## PASSAGE SHOWN
****************************************

In case you didn’t know, I’m Brazilian! I know I hammer this into people’s heads, but it’s a big part of my identity that I am not sure shows on my blog very often, especially on my reading. It’s recently come to my attention the glaringly obvious fact that I read mostly books from US & UK – in fact, I might read more Irish books than Brazilian. Which is unacceptable.
Realizing this was a reality check and so I’ve been taking steps to read more Latinx books. To do that, Michelle is helping me come up with a TBR according to my personal taste. In case you didn’t know, she is a wonderful blogger (and fellow Latin American, from Venezuela!) who’s offering TBR-picking services for bookworms! Not just of Latinx books 🙂
If you, like me, want to diversify your reading, she will choose a few books for you and email you her picks according to your personal taste & what you’d like to read – I asked her for some Latinx books, especially some written by women, and she delivered! I’m excited to read books that were not on my radar at all or that I hadn’t considered picking up before. I’ve only read 1 so far but I loved it already and it’s always so exciting to get her emails!
(I am advertising this because she absolutely deserves it, but I haven’t been neither paid nor asked to do this. I used her service, paid for it myself and really enjoyed it. For full disclosure, we are friends for a few years now.)
In the Time of the Butterflies by Julia Alvarez
Julia Alvarez is a Dominican-American author, and this book is about the Mirabal sisters with a fictionalized accounting of their lives, from childhood until the day three of the sisters are murdered by Trujillo men. This is a fascinating, heartbreaking but also very inspiring read and such a gem! (And recommended by Michelle!)

****************************************

## RAW RECORDS
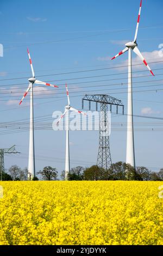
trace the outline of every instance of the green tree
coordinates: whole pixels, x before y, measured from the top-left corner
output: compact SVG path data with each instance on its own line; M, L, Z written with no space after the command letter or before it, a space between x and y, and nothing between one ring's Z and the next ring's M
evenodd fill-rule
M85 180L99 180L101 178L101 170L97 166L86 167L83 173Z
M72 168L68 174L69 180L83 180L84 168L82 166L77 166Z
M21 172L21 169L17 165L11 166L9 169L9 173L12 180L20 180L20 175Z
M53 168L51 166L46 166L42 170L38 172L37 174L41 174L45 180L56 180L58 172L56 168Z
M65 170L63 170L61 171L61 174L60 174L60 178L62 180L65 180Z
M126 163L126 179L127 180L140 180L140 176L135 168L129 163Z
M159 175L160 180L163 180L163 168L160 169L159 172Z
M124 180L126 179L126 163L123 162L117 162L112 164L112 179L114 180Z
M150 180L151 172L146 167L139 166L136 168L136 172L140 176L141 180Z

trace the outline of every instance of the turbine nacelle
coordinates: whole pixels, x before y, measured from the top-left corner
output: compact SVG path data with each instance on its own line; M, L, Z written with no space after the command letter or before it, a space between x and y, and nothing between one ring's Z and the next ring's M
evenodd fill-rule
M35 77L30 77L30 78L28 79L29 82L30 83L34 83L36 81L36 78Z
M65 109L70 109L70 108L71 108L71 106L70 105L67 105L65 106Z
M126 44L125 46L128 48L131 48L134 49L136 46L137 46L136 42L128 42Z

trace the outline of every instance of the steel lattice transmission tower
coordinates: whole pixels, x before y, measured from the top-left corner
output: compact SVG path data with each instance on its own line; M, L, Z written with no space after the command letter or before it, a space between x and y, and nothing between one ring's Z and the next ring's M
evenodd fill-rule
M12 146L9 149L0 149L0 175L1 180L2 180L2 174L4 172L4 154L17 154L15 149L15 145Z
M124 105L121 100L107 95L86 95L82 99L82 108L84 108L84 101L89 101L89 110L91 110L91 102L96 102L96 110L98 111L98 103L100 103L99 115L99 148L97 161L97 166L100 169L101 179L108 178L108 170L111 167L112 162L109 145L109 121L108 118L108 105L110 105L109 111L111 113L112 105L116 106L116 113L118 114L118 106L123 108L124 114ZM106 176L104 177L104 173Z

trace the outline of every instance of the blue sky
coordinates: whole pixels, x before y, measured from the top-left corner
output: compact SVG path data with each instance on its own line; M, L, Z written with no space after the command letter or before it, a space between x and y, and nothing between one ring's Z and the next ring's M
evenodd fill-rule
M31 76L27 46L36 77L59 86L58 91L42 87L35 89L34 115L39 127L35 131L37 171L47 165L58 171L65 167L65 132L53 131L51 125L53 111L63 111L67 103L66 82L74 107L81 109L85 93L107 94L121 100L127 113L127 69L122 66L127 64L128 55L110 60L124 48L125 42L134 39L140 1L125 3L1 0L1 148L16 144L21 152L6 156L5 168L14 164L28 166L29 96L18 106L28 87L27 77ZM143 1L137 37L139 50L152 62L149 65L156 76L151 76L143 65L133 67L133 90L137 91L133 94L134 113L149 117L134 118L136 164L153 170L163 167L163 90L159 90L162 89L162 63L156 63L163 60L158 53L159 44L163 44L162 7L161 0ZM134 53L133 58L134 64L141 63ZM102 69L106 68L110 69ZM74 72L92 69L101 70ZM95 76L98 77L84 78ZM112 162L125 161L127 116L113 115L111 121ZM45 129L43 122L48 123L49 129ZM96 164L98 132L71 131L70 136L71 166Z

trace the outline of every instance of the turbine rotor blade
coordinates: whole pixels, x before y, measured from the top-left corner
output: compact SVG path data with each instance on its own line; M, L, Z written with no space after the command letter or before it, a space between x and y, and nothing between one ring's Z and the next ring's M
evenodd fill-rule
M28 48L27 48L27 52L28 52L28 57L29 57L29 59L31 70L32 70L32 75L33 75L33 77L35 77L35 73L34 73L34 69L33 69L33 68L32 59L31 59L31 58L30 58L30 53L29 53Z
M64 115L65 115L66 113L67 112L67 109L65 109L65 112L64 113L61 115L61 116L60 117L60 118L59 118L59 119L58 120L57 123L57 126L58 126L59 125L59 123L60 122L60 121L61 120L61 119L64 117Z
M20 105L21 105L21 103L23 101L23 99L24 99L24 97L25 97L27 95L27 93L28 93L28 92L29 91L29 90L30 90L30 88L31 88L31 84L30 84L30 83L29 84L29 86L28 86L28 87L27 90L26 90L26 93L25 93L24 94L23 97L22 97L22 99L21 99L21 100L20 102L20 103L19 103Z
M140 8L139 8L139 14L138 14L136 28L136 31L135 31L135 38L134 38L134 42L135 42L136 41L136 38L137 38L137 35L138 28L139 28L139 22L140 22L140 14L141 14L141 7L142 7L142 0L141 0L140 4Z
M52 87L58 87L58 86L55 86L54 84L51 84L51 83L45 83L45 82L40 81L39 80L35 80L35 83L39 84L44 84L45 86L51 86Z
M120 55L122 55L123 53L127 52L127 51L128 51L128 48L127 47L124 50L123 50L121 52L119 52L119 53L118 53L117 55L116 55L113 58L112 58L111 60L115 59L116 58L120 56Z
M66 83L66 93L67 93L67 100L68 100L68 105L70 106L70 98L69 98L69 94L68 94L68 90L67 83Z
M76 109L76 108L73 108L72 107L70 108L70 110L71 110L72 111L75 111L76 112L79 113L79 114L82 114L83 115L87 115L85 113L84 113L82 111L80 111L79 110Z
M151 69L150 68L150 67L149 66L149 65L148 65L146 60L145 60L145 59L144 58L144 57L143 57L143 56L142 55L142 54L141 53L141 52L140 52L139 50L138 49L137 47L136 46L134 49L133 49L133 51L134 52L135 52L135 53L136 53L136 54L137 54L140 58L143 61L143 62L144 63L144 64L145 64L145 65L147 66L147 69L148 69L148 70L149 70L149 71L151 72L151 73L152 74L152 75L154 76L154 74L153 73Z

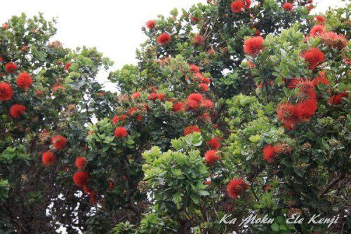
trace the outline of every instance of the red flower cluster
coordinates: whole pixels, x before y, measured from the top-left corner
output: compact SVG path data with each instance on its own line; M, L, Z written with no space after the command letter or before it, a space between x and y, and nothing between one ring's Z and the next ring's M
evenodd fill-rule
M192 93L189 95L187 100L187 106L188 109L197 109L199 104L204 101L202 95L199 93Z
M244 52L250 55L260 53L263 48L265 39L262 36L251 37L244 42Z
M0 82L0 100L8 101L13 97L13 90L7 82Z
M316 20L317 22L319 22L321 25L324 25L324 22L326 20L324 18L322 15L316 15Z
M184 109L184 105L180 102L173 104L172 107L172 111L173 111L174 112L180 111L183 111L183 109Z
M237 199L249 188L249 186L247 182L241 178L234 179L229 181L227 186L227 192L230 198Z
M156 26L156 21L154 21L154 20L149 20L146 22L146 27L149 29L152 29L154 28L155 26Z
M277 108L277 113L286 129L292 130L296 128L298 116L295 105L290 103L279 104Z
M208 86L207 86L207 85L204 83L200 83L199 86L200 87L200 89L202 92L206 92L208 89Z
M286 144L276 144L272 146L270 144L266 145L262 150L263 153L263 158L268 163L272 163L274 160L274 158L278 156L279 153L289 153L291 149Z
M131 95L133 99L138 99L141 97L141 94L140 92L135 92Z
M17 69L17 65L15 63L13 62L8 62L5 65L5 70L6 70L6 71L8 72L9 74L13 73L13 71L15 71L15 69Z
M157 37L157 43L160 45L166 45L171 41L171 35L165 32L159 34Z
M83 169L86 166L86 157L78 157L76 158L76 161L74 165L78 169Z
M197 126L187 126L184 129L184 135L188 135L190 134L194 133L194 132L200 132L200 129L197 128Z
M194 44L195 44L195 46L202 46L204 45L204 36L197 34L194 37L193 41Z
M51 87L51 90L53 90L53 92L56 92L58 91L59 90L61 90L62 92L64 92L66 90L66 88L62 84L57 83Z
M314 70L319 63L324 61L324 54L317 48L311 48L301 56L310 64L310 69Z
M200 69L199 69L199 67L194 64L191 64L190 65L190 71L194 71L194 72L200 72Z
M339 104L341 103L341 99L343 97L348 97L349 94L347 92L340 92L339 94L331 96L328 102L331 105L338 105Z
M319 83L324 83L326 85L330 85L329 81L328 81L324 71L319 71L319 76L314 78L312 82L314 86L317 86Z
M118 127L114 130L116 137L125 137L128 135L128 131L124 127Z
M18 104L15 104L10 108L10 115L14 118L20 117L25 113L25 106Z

****************************************

## GIVEN TASK
Please continue the blog post about reading more Latinx books, picking up after its last sentence. The records are separate material and have no connection to the blog post.

## RESULT FOR THIS EXERCISE
Este é o Mar / Éste es el Mar by Mariana Enriquez
I didn’t love this one but I’m willing to give a chance to Things we Lost in the Fire, which is a horror with fantastical elements and sounds amazing. Este és el Mar tells the story of a mythical creature called Helena, who starts off in the Hive and wants to become a Luminosa – one of the undying, beautiful beings who turn Rock Stars into Legends, to be remembered and adored for all eternity. I haven’t seen an English translation yet.
Perto do Coração Selvagem / Near to the Wild Heart by Clarice Lispector
Another sort-of-miss for me! I see how this could be a brilliant read for some people, but for me it didn’t work; it was a bit too meandering and vague.
That will surely teach me to pick up only the stuff Michelle recommends! 2/3 of the recent reads I didn’t really like, and were both my own picks.
Some Books on my TBR
I’m not listing everything because I think that’s a bit tedious, so here are some books on my TBR that are also available in English and I’m very excited to read!
A Chave de Casa / The House in Smyrna by Tatiana Salem Levy
A recommendation by Michelle that I’m SO excited for!
In Rio de Janeiro, a woman suffering from a mysterious illness, which is eroding her body and mind, decides to accept a challenge from her grandfather: to take the key to the house where he grew up — in the Turkish city of Smyrna — and open the door.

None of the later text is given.